## Start EXCERPTED DATA

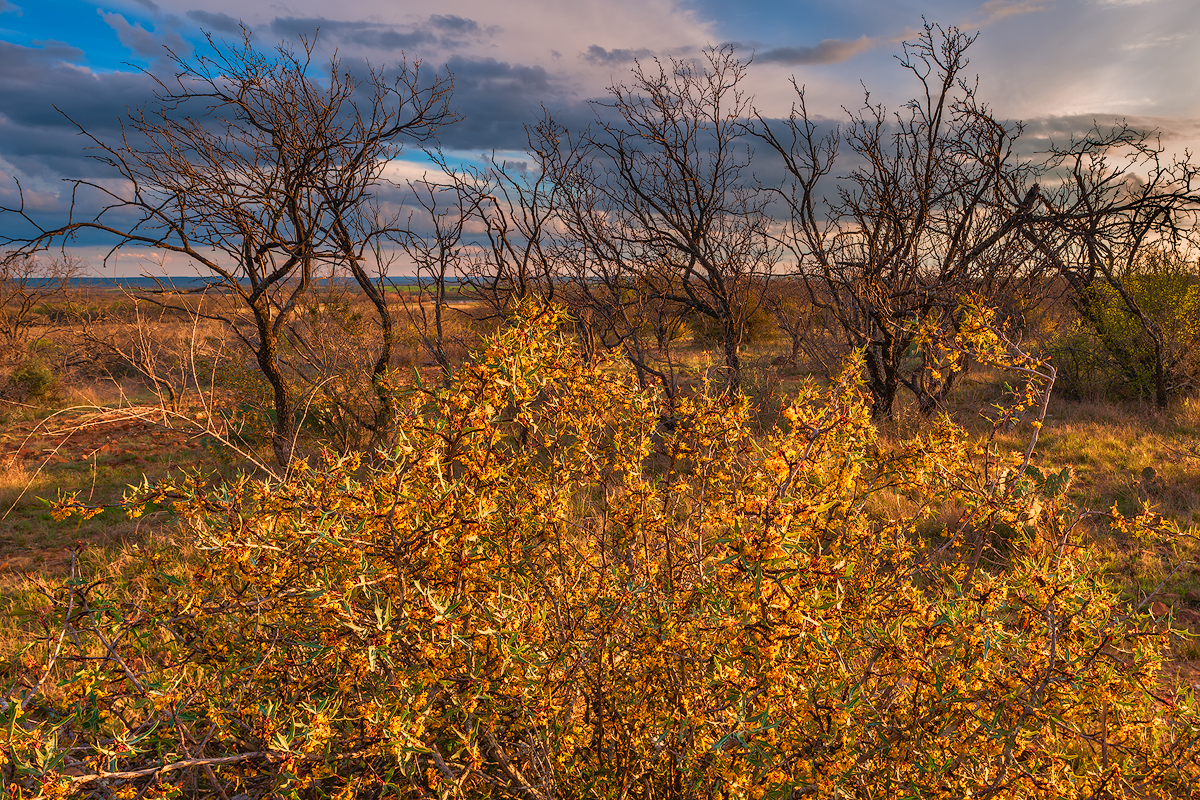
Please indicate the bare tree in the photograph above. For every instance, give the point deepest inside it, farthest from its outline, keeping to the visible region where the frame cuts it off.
(27, 284)
(928, 212)
(664, 206)
(257, 170)
(1120, 212)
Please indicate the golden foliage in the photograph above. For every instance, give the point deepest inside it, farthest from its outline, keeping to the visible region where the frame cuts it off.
(546, 590)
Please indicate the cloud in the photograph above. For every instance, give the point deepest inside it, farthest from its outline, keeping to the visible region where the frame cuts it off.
(601, 56)
(497, 100)
(57, 49)
(831, 50)
(455, 24)
(142, 41)
(211, 20)
(996, 10)
(444, 30)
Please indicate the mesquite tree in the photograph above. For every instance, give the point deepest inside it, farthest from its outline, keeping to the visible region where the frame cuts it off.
(261, 172)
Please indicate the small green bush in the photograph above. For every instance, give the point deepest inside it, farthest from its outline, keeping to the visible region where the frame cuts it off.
(33, 382)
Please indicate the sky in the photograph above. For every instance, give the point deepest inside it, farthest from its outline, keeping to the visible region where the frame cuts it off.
(1056, 65)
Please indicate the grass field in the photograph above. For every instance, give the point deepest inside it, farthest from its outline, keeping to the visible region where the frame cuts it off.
(102, 435)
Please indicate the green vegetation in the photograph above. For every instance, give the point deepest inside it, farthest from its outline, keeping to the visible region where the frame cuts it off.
(637, 491)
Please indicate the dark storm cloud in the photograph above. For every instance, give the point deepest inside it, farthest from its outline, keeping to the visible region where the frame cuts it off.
(215, 20)
(496, 100)
(57, 49)
(150, 44)
(36, 79)
(365, 34)
(444, 30)
(599, 55)
(831, 50)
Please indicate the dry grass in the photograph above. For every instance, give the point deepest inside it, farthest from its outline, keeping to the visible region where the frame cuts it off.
(1123, 455)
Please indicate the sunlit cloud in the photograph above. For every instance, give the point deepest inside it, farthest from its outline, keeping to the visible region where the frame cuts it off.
(831, 50)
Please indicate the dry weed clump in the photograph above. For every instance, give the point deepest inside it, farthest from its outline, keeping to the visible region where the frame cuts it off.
(547, 589)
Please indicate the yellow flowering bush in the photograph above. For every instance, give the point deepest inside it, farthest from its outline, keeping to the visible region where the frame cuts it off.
(547, 589)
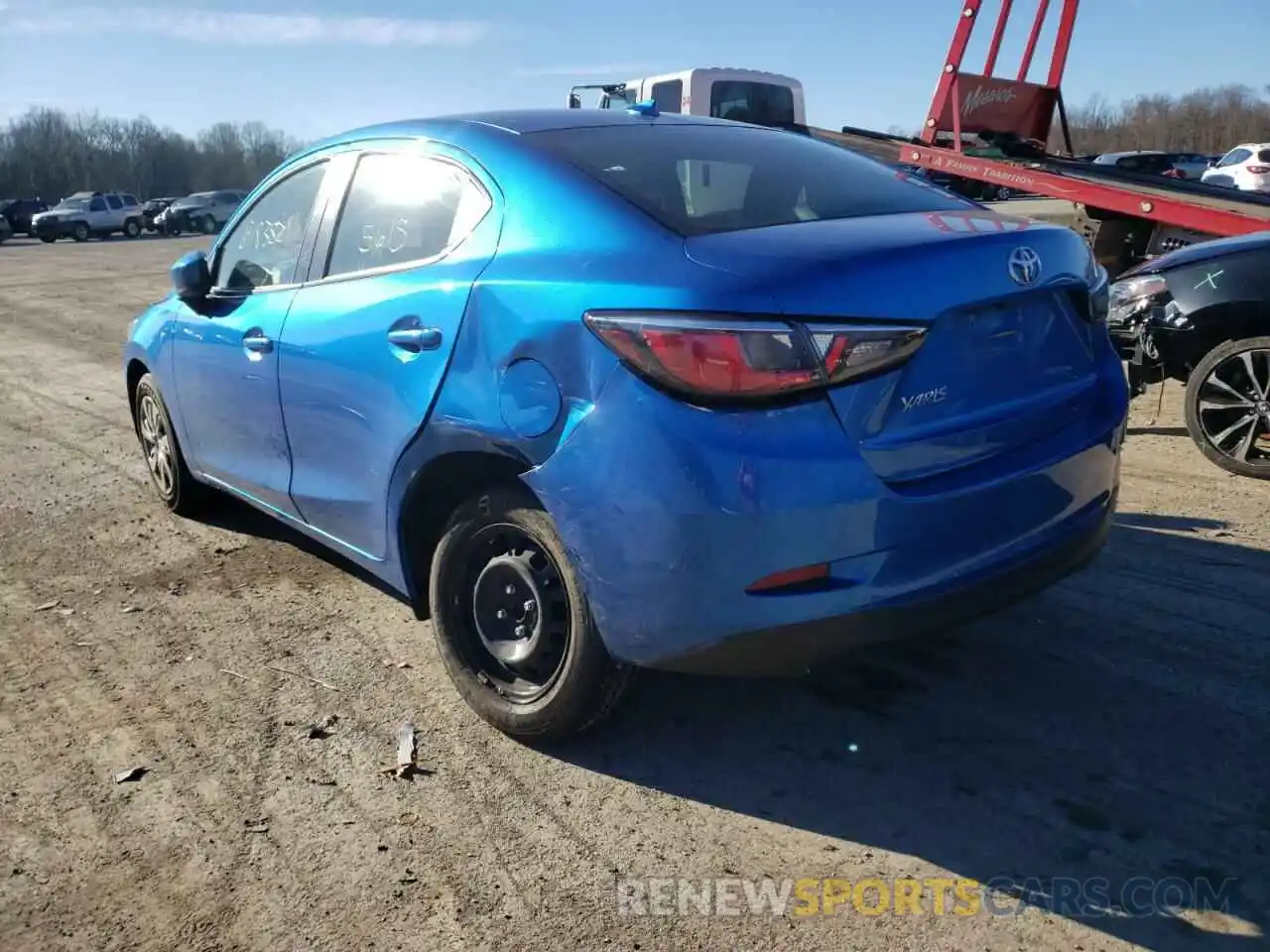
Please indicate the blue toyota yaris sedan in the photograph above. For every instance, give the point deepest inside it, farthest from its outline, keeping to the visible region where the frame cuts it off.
(599, 391)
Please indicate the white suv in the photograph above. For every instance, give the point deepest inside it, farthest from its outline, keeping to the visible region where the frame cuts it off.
(1246, 168)
(87, 213)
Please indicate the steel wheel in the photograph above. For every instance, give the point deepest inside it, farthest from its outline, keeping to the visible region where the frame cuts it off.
(157, 445)
(518, 612)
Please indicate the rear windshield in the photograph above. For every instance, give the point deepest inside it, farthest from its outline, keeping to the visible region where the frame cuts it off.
(760, 103)
(706, 179)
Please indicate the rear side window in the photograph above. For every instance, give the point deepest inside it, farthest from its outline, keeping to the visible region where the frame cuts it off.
(702, 179)
(404, 208)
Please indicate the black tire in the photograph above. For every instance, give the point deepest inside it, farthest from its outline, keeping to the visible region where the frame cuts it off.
(175, 484)
(584, 685)
(1229, 419)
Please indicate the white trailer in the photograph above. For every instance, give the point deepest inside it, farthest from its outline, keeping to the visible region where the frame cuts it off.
(721, 91)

## End EXCERPTED DATA

__STATED GOAL__
Pictures are excluded; copy every other part of the records exactly.

__WORKED SOLUTION__
Please indicate the bare tree in the photograph above. For every instance, give the point deepest inside it, farthest from its outline, keeping to the visible region where the frame cuts it off.
(27, 284)
(928, 212)
(664, 206)
(257, 170)
(1120, 212)
Please indicate the golden foliage in the photograph above. For every instance, give the point deepest inside it, farthest from its outline, keeping to the visible region where the frame cuts it off.
(546, 590)
Please indicate the cloud in the photograph above. For every instance, give the point deepest inside it, farthest from its outline, keeping to the visible region where the frame cuts it off.
(601, 56)
(497, 100)
(57, 49)
(831, 50)
(455, 24)
(142, 41)
(211, 20)
(996, 10)
(444, 30)
Please indicate the mesquite tree in the photograph above. For every instance, give the point deepest inside it, farthest from its outline, keeping to the visible region where the frame cuts it off.
(261, 172)
Please indicate the small green bush in the photograph above. For every instance, give the point deepest inside it, farthest from its outline, keeping to the visible region where the frame cuts it off.
(33, 382)
Please indicate the sky in the photograph above. For every instance, give the point deepest inside it, farthest from its outline, keeping to the visible region where the frame cuts it off.
(1056, 65)
Please indicate the grass field in the photograph above. For every instance, give the point deepest inside it, farthest from its outline, keeping to the visible region where the frame cuts it off.
(102, 435)
Please indicate the green vegetation in the photograph above. For every instance, give the point deepest inside it, farthest from its outline, keeping to the visible region where the frame cuts it off.
(637, 491)
Please indicate the dark storm cloud in the photograph above. For every instance, give the point deepest inside it, farthest from its outline, keeping to the visible region where the frame cuts it off.
(215, 20)
(496, 100)
(57, 49)
(150, 44)
(36, 79)
(365, 34)
(444, 30)
(599, 55)
(831, 50)
Please indicate the dry grass in the photograph above. For every instance, give the point deepest inside it, farthest from its outline, keeping to the visible region where the frame cuts it off.
(1123, 455)
Please indicate the sunlit cloud in the photograph above. For every instance, give the point deepest inside it, farthest from its outline, keeping to the visible region where the frame cuts it off.
(831, 50)
Please indicate the dry weed clump in the photograph above. For every instance, give the point deepest inside it, farthest from its outline, keeping to the visible region where the frame cuts it off.
(547, 589)
Please indicate the yellow flowering bush in the photograph above. For every instance, give the point deepest inside it, farthest from its outline, keeping to the visible region where the frame cuts it off.
(547, 589)
Please indicate the blue toyota yaris sedan in the photograph above. For every instance, give the point deepest inside it, farthest from its outline, keeping to the visible region where the frame cuts it off.
(599, 391)
Please indicate the white suv in the photograph above. For every instance, give the point deepest inside it, farthest from its outline, keeping to the visible region where the frame cuts it off.
(1246, 168)
(87, 213)
Please indicate the steel wheel in the photograph above. For every instance, give the point deepest inside it, farthest from its outline, keeping to the visible region where the frame cuts it off.
(157, 445)
(518, 612)
Please indicate the rear windshield in the photograph above. For every instance, give the point deepest inside it, farthest from its outline, keeping to the visible region where the frame cuts it off.
(760, 103)
(706, 179)
Please indicate the rear side window in the photograph above. For every instance, give the point deepest inside it, farthest from its outline, keeping to the visible region where the frame cuts it off.
(702, 179)
(404, 208)
Please indicate the black tire in the photograph above. For every instance, give the point deepest inside it, farthest from its outline, keeping to the visible region where the frame cuts it off.
(175, 484)
(584, 685)
(1229, 419)
Please indicate the white trailer in the photograph above. For every instance, give the point deepest inside it, farthest from its outline, keeping to the visible region where the frame cuts it off.
(721, 91)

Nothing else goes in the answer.